**Dataset records**
........

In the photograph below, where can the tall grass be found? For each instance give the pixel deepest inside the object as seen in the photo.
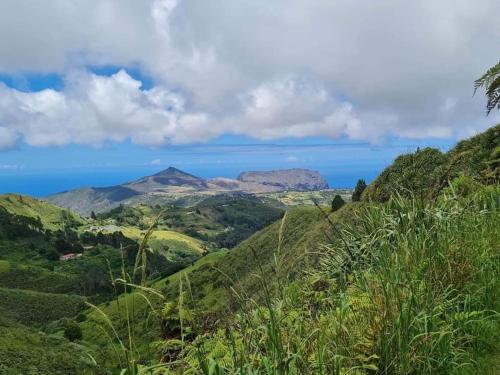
(130, 312)
(410, 288)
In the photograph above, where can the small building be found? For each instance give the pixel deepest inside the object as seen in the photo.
(69, 256)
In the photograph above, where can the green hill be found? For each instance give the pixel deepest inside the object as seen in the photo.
(36, 308)
(51, 216)
(427, 171)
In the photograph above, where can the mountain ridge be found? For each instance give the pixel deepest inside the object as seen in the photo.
(172, 184)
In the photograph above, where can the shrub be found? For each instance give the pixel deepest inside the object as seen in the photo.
(337, 202)
(72, 331)
(358, 190)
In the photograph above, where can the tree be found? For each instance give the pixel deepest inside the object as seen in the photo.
(358, 190)
(490, 81)
(337, 202)
(72, 331)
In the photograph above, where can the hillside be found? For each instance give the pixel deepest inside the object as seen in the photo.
(404, 282)
(51, 216)
(287, 179)
(173, 186)
(346, 277)
(427, 171)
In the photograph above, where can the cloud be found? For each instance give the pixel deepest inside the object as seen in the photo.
(267, 70)
(95, 109)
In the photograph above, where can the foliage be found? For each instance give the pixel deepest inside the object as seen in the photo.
(358, 190)
(426, 172)
(26, 351)
(490, 81)
(337, 202)
(36, 308)
(415, 291)
(72, 330)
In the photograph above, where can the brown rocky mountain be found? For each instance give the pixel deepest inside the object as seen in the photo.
(173, 185)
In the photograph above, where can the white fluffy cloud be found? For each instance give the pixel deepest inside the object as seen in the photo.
(264, 69)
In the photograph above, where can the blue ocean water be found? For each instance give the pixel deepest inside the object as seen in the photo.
(341, 164)
(43, 184)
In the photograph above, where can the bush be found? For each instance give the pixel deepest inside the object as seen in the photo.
(72, 331)
(337, 202)
(358, 190)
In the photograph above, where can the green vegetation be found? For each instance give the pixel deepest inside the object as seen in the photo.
(405, 281)
(383, 303)
(490, 81)
(50, 216)
(219, 221)
(337, 202)
(426, 172)
(358, 190)
(35, 308)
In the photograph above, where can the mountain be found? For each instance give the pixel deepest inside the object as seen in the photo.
(287, 179)
(175, 186)
(170, 177)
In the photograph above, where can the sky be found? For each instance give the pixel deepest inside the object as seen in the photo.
(93, 92)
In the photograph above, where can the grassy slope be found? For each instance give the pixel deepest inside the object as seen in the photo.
(26, 351)
(52, 217)
(167, 238)
(211, 278)
(36, 308)
(427, 171)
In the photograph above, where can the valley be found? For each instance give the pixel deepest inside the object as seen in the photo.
(153, 283)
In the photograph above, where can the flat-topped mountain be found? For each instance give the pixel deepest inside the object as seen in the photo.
(173, 185)
(287, 179)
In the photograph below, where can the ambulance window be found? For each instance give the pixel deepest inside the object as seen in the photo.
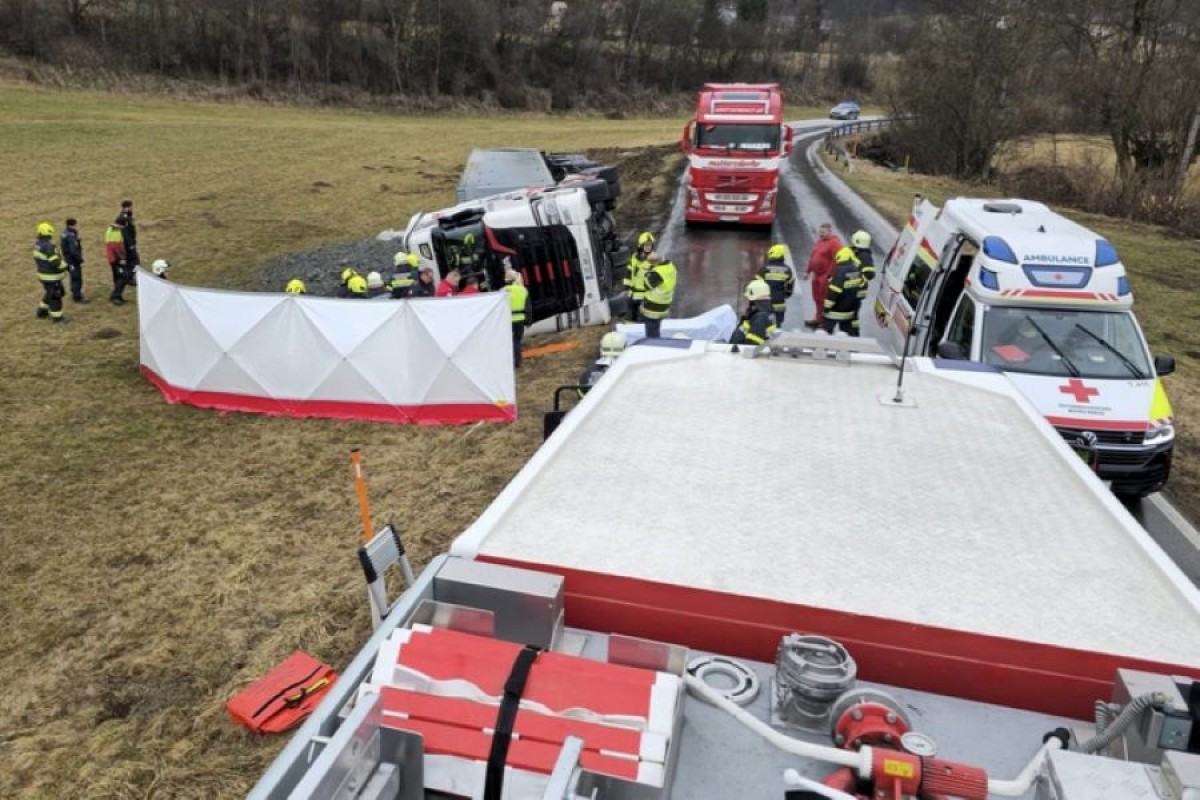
(961, 330)
(915, 282)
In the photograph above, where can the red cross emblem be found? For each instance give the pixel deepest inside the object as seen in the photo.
(1081, 392)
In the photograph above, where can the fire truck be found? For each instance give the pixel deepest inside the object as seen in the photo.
(735, 145)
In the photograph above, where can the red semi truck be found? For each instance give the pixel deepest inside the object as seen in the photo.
(735, 146)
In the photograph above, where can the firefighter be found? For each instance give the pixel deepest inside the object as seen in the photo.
(611, 347)
(759, 323)
(660, 282)
(845, 294)
(348, 274)
(72, 253)
(781, 280)
(114, 251)
(635, 274)
(520, 311)
(130, 235)
(51, 271)
(861, 242)
(820, 269)
(449, 284)
(357, 287)
(425, 284)
(405, 278)
(375, 286)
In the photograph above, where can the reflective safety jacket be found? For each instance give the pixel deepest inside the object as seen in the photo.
(847, 287)
(660, 283)
(114, 245)
(867, 259)
(519, 302)
(781, 280)
(635, 276)
(48, 262)
(757, 325)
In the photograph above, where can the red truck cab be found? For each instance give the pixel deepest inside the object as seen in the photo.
(735, 146)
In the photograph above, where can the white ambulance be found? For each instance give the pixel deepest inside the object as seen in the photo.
(1015, 287)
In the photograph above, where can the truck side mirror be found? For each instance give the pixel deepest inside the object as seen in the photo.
(1164, 365)
(952, 350)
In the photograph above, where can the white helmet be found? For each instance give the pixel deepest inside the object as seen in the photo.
(612, 344)
(757, 289)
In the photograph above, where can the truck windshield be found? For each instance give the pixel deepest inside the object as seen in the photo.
(1065, 343)
(760, 138)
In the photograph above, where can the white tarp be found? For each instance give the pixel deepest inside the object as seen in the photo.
(715, 324)
(437, 360)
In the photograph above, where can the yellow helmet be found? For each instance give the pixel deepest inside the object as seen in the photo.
(844, 256)
(757, 289)
(612, 344)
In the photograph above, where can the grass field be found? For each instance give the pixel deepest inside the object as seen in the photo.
(159, 558)
(1162, 272)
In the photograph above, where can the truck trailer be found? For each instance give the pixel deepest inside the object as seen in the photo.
(735, 145)
(791, 571)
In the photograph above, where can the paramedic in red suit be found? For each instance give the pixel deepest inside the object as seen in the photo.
(820, 269)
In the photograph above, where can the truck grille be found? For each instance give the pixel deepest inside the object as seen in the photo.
(1107, 437)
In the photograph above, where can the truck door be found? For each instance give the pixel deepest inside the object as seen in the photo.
(905, 272)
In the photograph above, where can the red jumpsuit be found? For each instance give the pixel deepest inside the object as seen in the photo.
(820, 269)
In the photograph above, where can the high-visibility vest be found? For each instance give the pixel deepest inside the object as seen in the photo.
(519, 298)
(635, 281)
(48, 262)
(658, 298)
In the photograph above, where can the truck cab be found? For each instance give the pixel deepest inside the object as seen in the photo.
(1015, 287)
(735, 145)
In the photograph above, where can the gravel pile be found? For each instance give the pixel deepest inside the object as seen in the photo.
(321, 269)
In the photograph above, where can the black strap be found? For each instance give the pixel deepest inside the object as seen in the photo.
(514, 687)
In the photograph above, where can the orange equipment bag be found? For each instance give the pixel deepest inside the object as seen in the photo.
(285, 696)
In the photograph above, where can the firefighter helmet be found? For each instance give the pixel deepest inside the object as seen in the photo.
(757, 289)
(612, 344)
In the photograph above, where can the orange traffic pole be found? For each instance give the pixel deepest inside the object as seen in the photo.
(360, 486)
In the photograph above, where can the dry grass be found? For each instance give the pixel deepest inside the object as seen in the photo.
(1162, 271)
(160, 558)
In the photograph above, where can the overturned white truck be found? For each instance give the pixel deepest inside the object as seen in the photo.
(546, 216)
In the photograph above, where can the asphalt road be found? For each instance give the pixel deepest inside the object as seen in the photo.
(717, 262)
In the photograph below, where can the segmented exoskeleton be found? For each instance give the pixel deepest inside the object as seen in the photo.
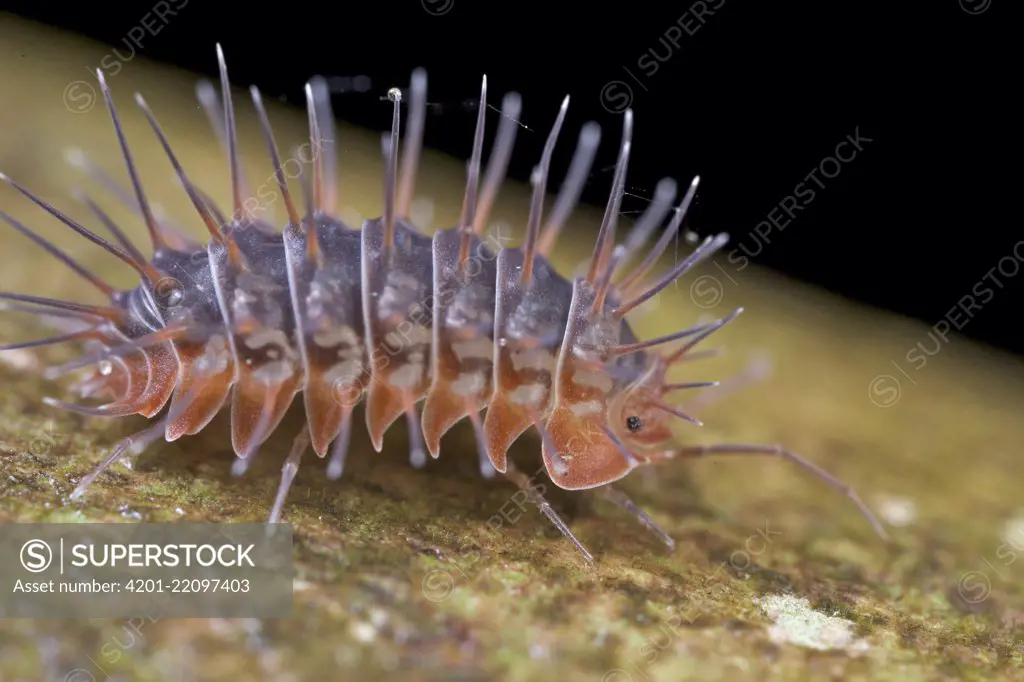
(388, 314)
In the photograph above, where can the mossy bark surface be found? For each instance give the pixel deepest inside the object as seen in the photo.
(439, 574)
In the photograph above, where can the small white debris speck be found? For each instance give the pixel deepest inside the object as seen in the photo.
(797, 623)
(1013, 533)
(897, 511)
(19, 358)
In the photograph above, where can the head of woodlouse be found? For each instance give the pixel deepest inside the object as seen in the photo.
(606, 420)
(598, 436)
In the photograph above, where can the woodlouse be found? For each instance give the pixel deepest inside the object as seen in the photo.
(388, 314)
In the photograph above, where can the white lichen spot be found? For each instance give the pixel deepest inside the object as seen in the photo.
(539, 359)
(588, 379)
(529, 394)
(588, 408)
(797, 623)
(408, 376)
(364, 632)
(478, 348)
(333, 336)
(897, 511)
(469, 383)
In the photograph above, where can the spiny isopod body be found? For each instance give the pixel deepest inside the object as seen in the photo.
(388, 315)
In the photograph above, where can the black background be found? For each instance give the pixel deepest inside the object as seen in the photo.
(752, 101)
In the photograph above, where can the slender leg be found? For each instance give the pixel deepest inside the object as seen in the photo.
(288, 472)
(133, 444)
(522, 480)
(417, 453)
(758, 369)
(241, 465)
(778, 451)
(620, 499)
(340, 450)
(486, 468)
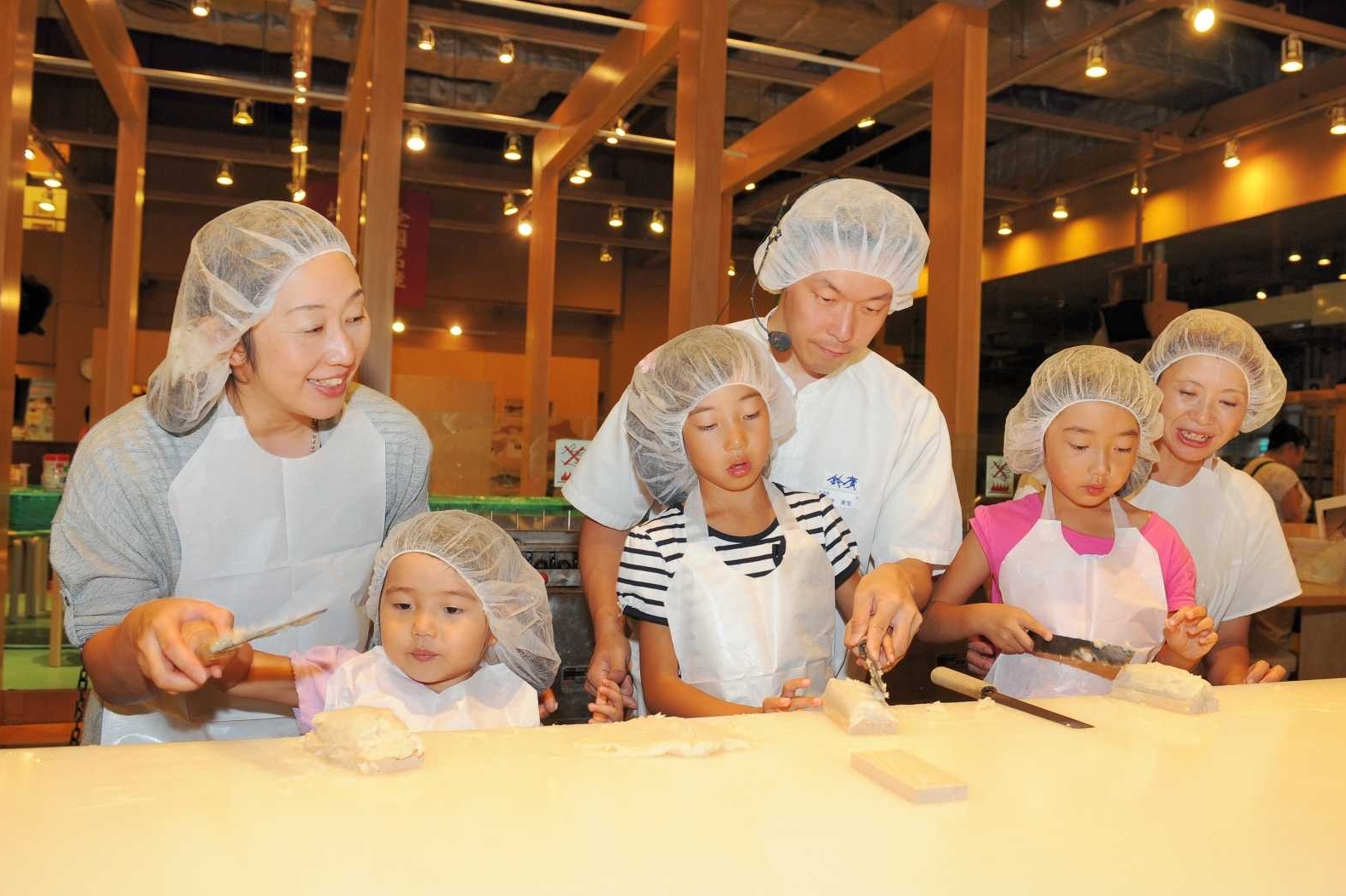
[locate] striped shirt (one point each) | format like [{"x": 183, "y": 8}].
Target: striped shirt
[{"x": 655, "y": 549}]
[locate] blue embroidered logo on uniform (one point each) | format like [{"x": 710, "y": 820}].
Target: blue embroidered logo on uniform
[{"x": 843, "y": 489}]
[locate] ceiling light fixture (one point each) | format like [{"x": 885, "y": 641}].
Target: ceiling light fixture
[
  {"x": 1337, "y": 122},
  {"x": 416, "y": 136},
  {"x": 1202, "y": 15},
  {"x": 1291, "y": 54},
  {"x": 242, "y": 112},
  {"x": 1096, "y": 65}
]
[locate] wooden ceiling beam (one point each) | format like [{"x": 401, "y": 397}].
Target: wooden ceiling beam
[
  {"x": 1279, "y": 22},
  {"x": 625, "y": 71},
  {"x": 906, "y": 60},
  {"x": 104, "y": 38}
]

........

**Exercise goal**
Each line of the material above either contains the word "locate" or does not; state how many do, and nothing else.

**Output of the exercise**
4